TO DO
Using the introduction below, please explain why the orthogonality of spatial modes is useful in mode-division multiplexing.
━━━ PAGE EXTRACT ━━━
Characterization of LDPC-coded orbital angular momentum modes transmission and multiplexing over a 50-km fiber

Andong Wang; Long Zhu; Shi Chen; Cheng Du; Qi Mo; Jian Wang

doi:10.1364/OE.24.011716

1. Introduction

Driven by the increasing demand of supporting higher data rate to end-customers, more multiplexing dimensions are desired to be combined to overcome the impeding installed capacity exhaustion of current single-mode fibers (SMF). Recently, mode-division multiplexing (MDM) has been under intense investigation as a potential scheme of space-division multiplexing (SDM) for high capacity optical communications without adding extra spectral band [1]. In MDM, multiple independent data channels can be located on different spatial modes, and the orthogonality facilitates efficient (de)multiplexing and low inter-modal crosstalk among multiple modes [2]. There are several types of spatial modal basis sets that can be used in such MDM systems, such as linearly polarized (LP) modes [3, 4], orbital angular momentum (OAM) modes [5], and vector modes [6]. MDM using multimode fibers (MMFs) or few-mode fibers (FMFs) based on linearly polarized (LP) modes [7–9] has attracted much attention in the last few years. Besides using LP modes in FMF as one modal basis, OAM modes as another modal basis to represent spatial modes, featuring a helical phase front of exp(ilφ), where l is topological charge number and φ is azimuthal angle, have also shown great potential of MDM both in free-space [5] and fiber-based optical communications [10–12].
━━━ SUPPLIED RECORDS ━━━
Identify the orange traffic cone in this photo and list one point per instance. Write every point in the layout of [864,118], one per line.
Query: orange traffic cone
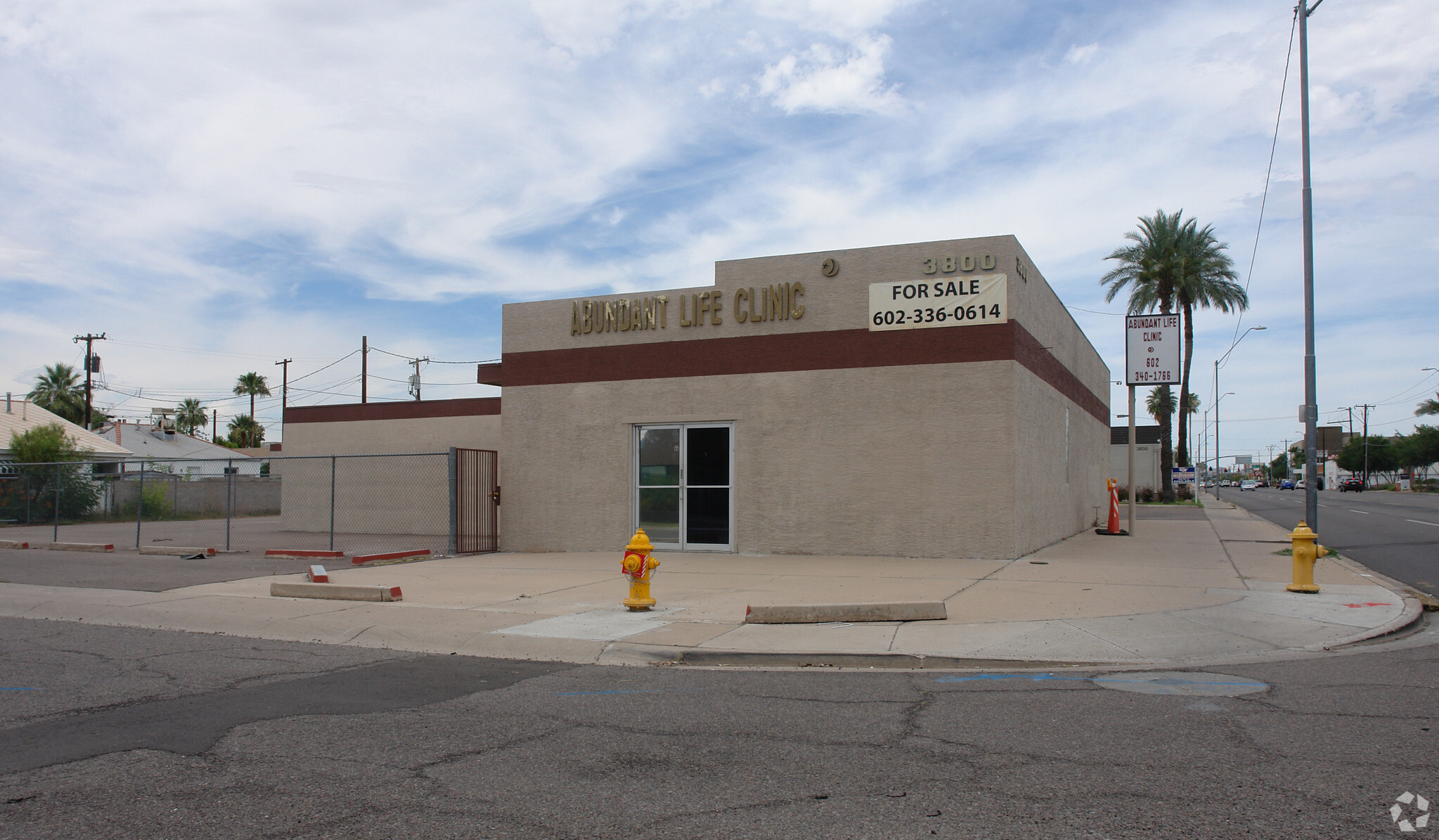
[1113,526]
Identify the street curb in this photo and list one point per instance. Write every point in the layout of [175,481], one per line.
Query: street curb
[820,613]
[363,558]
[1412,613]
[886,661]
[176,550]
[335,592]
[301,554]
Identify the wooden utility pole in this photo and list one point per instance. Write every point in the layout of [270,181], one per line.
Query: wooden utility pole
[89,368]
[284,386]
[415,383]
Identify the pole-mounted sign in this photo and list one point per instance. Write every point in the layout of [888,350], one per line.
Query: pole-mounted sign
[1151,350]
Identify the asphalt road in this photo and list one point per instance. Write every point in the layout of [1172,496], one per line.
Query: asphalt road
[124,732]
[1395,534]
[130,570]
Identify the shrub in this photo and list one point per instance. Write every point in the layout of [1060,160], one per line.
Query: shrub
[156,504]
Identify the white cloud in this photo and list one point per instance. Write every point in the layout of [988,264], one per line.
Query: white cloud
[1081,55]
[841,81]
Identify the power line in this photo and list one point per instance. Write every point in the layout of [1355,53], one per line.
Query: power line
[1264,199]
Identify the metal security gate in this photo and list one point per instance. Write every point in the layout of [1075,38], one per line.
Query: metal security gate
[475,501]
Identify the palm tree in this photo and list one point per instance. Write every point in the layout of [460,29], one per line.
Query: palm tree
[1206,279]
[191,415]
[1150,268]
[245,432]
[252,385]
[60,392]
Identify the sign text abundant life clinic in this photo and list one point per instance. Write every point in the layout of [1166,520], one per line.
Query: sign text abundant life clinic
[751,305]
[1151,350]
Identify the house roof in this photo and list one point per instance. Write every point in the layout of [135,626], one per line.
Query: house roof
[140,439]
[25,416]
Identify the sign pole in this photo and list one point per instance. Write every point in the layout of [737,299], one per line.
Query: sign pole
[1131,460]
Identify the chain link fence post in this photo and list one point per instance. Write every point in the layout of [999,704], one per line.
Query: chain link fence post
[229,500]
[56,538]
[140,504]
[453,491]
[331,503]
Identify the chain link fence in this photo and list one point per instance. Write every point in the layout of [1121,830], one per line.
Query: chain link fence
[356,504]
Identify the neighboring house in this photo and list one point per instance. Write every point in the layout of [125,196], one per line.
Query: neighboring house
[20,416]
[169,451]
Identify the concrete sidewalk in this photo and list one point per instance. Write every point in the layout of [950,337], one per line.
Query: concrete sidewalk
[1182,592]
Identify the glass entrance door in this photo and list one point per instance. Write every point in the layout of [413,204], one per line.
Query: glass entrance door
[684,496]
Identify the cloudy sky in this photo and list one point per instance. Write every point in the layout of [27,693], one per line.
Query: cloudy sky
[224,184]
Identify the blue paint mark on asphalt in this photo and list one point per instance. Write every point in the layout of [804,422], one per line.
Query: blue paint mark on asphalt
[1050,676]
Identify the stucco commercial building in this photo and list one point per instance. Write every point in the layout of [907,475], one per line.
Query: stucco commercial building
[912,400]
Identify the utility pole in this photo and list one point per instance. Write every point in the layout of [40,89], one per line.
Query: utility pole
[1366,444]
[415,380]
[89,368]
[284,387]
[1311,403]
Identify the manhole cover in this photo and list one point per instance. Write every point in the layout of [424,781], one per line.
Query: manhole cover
━━━
THE ANSWER
In mode-division multiplexing, independent data channels are placed on different spatial modes. Because those modes are orthogonal, they can be multiplexed and demultiplexed efficiently, with low inter-modal crosstalk among them.